[Data excerpts]
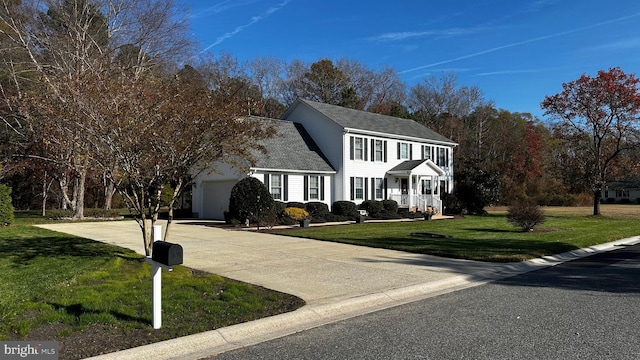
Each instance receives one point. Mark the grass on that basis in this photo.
(487, 238)
(50, 278)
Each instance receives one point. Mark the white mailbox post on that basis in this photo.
(163, 256)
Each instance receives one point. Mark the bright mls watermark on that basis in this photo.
(41, 350)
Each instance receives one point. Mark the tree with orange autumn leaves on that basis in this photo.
(600, 116)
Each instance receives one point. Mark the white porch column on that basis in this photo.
(412, 194)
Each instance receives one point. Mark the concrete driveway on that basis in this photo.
(337, 281)
(318, 272)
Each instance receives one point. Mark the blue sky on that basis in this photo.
(516, 52)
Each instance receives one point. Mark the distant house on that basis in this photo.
(329, 153)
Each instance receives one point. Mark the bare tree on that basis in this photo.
(107, 99)
(603, 112)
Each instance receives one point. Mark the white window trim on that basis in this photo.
(272, 186)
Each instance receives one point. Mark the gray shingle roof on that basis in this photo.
(407, 165)
(362, 120)
(290, 149)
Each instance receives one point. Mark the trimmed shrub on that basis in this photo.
(373, 207)
(390, 207)
(278, 208)
(452, 206)
(251, 200)
(296, 214)
(295, 204)
(346, 209)
(525, 216)
(317, 211)
(6, 208)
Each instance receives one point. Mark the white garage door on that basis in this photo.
(216, 198)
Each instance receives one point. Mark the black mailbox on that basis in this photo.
(167, 253)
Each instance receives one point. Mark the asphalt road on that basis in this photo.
(584, 309)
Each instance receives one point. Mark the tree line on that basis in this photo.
(107, 97)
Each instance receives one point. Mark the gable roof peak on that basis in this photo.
(353, 119)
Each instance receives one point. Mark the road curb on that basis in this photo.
(210, 343)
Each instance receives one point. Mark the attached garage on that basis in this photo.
(216, 198)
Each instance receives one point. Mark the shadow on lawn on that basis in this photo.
(489, 250)
(76, 310)
(610, 272)
(23, 250)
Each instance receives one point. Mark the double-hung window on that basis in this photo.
(276, 186)
(442, 157)
(314, 188)
(359, 188)
(379, 150)
(426, 152)
(404, 151)
(379, 188)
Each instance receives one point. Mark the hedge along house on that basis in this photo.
(293, 169)
(379, 157)
(329, 153)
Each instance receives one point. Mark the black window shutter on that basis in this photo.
(285, 196)
(353, 184)
(351, 148)
(366, 188)
(385, 151)
(366, 150)
(373, 188)
(373, 150)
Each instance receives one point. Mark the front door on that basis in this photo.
(404, 188)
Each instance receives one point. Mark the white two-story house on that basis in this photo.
(329, 153)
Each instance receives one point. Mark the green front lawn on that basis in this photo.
(60, 287)
(485, 238)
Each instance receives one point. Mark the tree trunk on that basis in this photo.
(108, 196)
(45, 192)
(596, 202)
(78, 211)
(110, 188)
(147, 225)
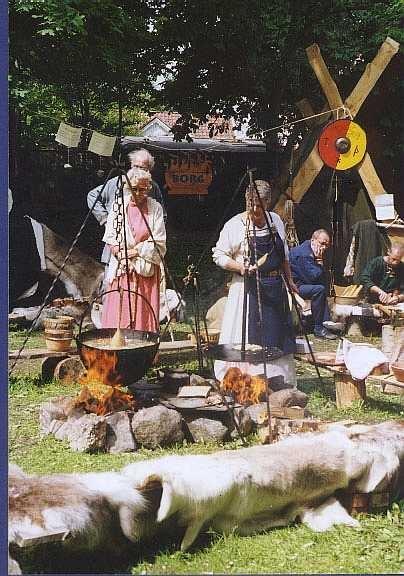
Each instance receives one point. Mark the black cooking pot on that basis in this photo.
(131, 363)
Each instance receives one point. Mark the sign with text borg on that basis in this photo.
(191, 177)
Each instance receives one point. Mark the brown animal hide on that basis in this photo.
(82, 275)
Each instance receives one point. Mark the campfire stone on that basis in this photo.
(278, 383)
(255, 412)
(196, 380)
(243, 420)
(288, 397)
(175, 378)
(88, 434)
(207, 430)
(56, 409)
(157, 426)
(119, 433)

■ Aim of the task
Your answer must be the records exactly as they stand, with no pictures in it.

■ Worked solution
Each instance receives one point. Mark the grass on that basis in this photo.
(487, 238)
(50, 278)
Each instance receives one point. Mark the white mailbox post on that basis in this photo.
(163, 256)
Each instance receives one point. Mark the bright mls watermark on that basis in this photo.
(41, 350)
Each instance receives one point. Mark the tree with orange autumn leaves on that basis in this photo.
(600, 116)
Each instance receives one point. Mark the white porch column on that basis in this photo.
(412, 194)
Each instance receives one point. Mark the concrete driveway on that basis in this photo.
(337, 281)
(318, 272)
Each instance receives one point. Mark the blue sky on that basis in this photo.
(516, 52)
Each instance receives one point. Mark the distant house on that basis in this photo.
(329, 153)
Each instance receives one point. Mark the bare tree on that basis in this photo.
(107, 99)
(603, 112)
Each instance receives one point. Mark the white window trim on that basis in this photo.
(272, 186)
Each instance receives one point. Mark the gray shingle roof on that basis in this photo.
(407, 165)
(362, 120)
(290, 149)
Each instance receives one point. Mark the trimmed shrub on that basis in this photo.
(373, 207)
(390, 207)
(278, 208)
(452, 206)
(251, 200)
(296, 214)
(295, 204)
(346, 209)
(525, 216)
(317, 211)
(6, 208)
Each instance receives one point. Mark the white garage door on that basis in this photo.
(216, 198)
Each instance receives one point. Mark the black mailbox on that basis in this photo.
(167, 253)
Each instance receives one point. Mark the asphalt road on that basis in this photo.
(584, 309)
Each instance receives one point. Mark the tree line on that basis in this photo.
(107, 97)
Each instance receives one point. Mark the gable roof peak on that basis in this photo.
(353, 119)
Each instance receives one point. Mark the road curb on that basis in this photo.
(210, 343)
Each instance receives one point. Mark the attached garage on that basis in this photo.
(216, 198)
Each instance receives one point. Mark the shadow on lawn on that basis in this photo.
(489, 250)
(76, 310)
(610, 272)
(23, 250)
Each instance receives one point. Mark the double-hung window on that basis in this photo.
(276, 186)
(442, 157)
(314, 188)
(359, 188)
(379, 150)
(426, 152)
(404, 151)
(379, 188)
Each instance receives one point. Mark the hedge along house on that basis in this photo.
(293, 169)
(379, 157)
(329, 153)
Each instance receives one point. Mark the black window shutter on that basis in this photo.
(285, 196)
(353, 184)
(351, 148)
(366, 188)
(385, 151)
(366, 150)
(373, 188)
(373, 150)
Each instance receives one point. Mark the front door on that basis in this photo.
(404, 188)
Each instance receives one point. Mark the white two-story house on that basis in this photo.
(329, 153)
Each instance receives one point. Mark the green front lawn on that basis in this photo.
(60, 287)
(485, 238)
Each instance receives one point. Mark the tree trunk on that basis in this photo.
(108, 196)
(45, 192)
(596, 202)
(78, 211)
(110, 188)
(147, 225)
Each instance receives one point. Mark the black cooking pot on that basis in this photo.
(131, 363)
Each instance receives one point. Mark the sign with text borg on that basis in this photo.
(191, 177)
Each instance receives one point. Mark the brown animal hide on that basis in this photo.
(82, 275)
Each instance receives one point. Mark the campfire stone on that basis in this photo.
(278, 383)
(255, 412)
(196, 380)
(243, 420)
(288, 397)
(175, 378)
(88, 434)
(207, 430)
(56, 409)
(157, 426)
(119, 433)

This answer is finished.